> PROBLEM DETAILS: Only the lines from the one containing "Can you see the beige" through the end of the data below should be copied, each exactly as written and with both ends kept.

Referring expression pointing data
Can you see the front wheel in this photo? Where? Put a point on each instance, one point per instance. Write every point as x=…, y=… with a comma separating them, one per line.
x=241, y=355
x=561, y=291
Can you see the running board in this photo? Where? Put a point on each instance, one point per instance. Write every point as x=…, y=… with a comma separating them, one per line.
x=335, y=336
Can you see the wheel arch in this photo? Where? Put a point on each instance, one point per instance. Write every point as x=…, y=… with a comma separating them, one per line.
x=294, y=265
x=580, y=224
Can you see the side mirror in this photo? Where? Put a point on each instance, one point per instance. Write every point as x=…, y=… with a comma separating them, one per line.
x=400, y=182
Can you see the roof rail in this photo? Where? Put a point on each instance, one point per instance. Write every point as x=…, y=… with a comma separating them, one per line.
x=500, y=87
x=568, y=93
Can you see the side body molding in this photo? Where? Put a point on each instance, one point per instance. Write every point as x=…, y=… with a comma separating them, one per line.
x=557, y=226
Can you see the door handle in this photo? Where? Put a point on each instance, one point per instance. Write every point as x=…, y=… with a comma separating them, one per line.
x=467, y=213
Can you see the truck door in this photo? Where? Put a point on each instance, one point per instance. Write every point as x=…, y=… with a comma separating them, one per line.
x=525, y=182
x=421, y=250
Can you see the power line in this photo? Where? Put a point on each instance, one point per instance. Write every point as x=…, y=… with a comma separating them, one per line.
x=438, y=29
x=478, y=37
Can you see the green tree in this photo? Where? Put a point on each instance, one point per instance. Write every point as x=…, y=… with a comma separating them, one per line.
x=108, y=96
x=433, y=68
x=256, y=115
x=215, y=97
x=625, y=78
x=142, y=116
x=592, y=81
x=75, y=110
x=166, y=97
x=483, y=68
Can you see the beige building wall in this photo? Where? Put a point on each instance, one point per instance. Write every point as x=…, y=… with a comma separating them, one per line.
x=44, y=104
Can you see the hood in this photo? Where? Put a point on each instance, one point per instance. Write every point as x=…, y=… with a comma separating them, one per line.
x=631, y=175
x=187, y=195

> SOLUTION TO THIS PROBLEM:
Can you see the beige building wall in this photo? Where? Put a point on each instance, one point per instance. Write every point as x=…, y=… with a comma separating them, one per line.
x=44, y=104
Can you see the hood in this photo? Where? Put a point on each instance, one point per instance. Write every point as x=…, y=… with a comma separating them, one per line.
x=631, y=175
x=187, y=195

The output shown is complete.